++++ Supplied entries ++++

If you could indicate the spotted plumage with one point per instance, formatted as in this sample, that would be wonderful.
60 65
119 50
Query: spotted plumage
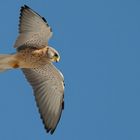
34 57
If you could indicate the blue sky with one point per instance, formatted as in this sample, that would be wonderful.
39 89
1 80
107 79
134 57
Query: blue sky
99 43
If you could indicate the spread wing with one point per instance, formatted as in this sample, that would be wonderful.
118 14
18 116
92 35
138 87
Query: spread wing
48 87
33 29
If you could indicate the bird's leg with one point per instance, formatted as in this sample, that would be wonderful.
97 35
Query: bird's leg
39 52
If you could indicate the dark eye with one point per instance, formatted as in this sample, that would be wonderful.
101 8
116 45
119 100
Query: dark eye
56 55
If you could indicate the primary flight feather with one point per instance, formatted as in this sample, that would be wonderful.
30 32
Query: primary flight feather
34 57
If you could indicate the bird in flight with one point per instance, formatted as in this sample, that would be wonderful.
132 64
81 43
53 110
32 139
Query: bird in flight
35 58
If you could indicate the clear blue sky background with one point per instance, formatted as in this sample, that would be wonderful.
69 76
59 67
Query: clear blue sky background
99 43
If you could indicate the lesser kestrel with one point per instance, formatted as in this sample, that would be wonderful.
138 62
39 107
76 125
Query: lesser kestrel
34 57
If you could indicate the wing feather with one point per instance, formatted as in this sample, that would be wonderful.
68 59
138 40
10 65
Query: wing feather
34 29
48 87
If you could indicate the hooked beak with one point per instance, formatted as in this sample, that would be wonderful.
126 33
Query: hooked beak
56 59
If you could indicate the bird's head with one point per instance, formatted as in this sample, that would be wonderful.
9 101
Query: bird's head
53 55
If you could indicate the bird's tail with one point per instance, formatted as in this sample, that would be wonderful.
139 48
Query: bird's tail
8 61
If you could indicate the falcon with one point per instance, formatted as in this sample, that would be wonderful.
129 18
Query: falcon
35 58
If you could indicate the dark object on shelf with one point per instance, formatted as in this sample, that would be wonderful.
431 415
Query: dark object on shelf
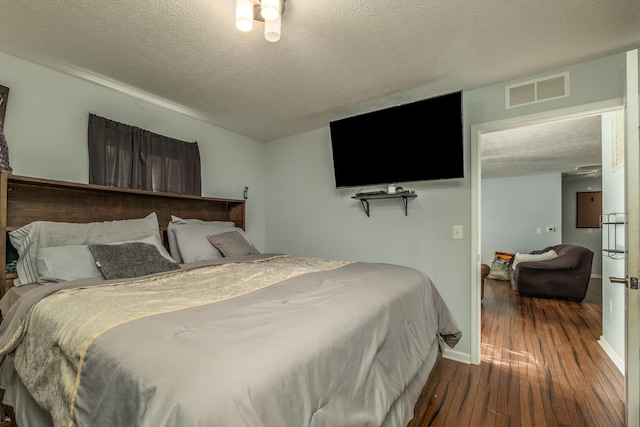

++++

Written request:
Reproduce every entry above verbatim, line for line, omitting the pictures.

Exercise output:
If you could indicate the spotted plumage with one point per instance, formatted as in this sample, that would be wonderful.
60 65
119 50
Query: spotted plumage
34 57
If you could indicate the blue sky with one point per instance, formatted as in this sample, that would be wonderful.
39 89
1 80
107 79
134 57
Query: blue sky
99 43
If you could indicate the spread wing with one point per instance, formatted as in this sample, that would be wonderful.
118 14
18 116
92 35
138 87
Query: spread wing
48 87
33 29
If you could indicate the bird's leg with one point per instance, formatted as in this sample, that would be wonderful.
97 35
Query: bird's leg
39 52
If you could indicate the dark eye with one point per instance, formatted as in this sample, that would be wonderful.
101 8
116 45
119 100
Query: dark eye
56 55
If you could indicate the primary flight feather with one point per instance, formatted as in this sample, that would be wonderful.
30 32
Query: primary flight feather
34 57
If you could indicate the bird in flight with one point per instance, formatted as in this sample, that would be wonderful.
132 64
81 43
53 110
32 139
Query: bird in flight
35 58
If you could indicate the clear blue sky background with one point per instance, formatted as in this sample, that would be wonderful.
69 76
59 67
Query: clear blue sky background
99 43
If you could indicate the lesser kestrel with one point per instance, formatted as in this sample, that would be wonderful.
138 62
39 107
76 125
Query: lesser kestrel
34 57
If you could indicate the wing feather with one point per instance, formatted as in this sample, that would be wonderful.
68 59
138 40
10 65
Query: wing feather
34 29
48 87
If you could indicate the hooked beak with one point per instance, formatted as in this sample, that would be wonderful.
126 33
Query: hooked beak
56 59
If you could indicate the bird's head with one point per instance, formatted as in this sample, that would be wonderful.
9 101
Query: bird's head
53 55
If you could indicate the bird's tail with one point per instance, formatted as in this sample, that would be wonderful.
139 48
Query: bird's tail
8 61
If you could indicate the falcon with one point per instance, formatted as in this sample, that would be wonderful.
129 18
Query: falcon
35 58
If you could indicate the dark object on shelf with one point per instance, formatted as in this sample, that would be wonderful.
431 415
Query: dark object on shelf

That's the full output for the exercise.